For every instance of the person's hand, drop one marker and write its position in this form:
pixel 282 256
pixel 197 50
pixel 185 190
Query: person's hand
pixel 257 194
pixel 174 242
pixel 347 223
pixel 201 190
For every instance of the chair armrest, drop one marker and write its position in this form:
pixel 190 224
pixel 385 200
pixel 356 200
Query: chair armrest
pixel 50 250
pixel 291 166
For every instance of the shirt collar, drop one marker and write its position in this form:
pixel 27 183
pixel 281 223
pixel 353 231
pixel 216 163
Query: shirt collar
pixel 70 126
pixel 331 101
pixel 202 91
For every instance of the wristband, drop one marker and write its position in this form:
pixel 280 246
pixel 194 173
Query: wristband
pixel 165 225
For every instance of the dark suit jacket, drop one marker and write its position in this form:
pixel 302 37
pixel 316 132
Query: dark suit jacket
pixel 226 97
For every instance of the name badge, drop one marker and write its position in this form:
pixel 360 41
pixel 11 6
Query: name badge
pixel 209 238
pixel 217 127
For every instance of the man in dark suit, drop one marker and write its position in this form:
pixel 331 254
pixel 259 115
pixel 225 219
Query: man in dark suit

[Exercise task] Reproduce the listing verbatim, starting at the line containing "For every instance of the man" and continuing through the final line of the listing, inclusive.

[The answer]
For every instance of the man in dark suit, drop one marker and write its position in this form:
pixel 331 254
pixel 259 115
pixel 225 219
Query: man in dark suit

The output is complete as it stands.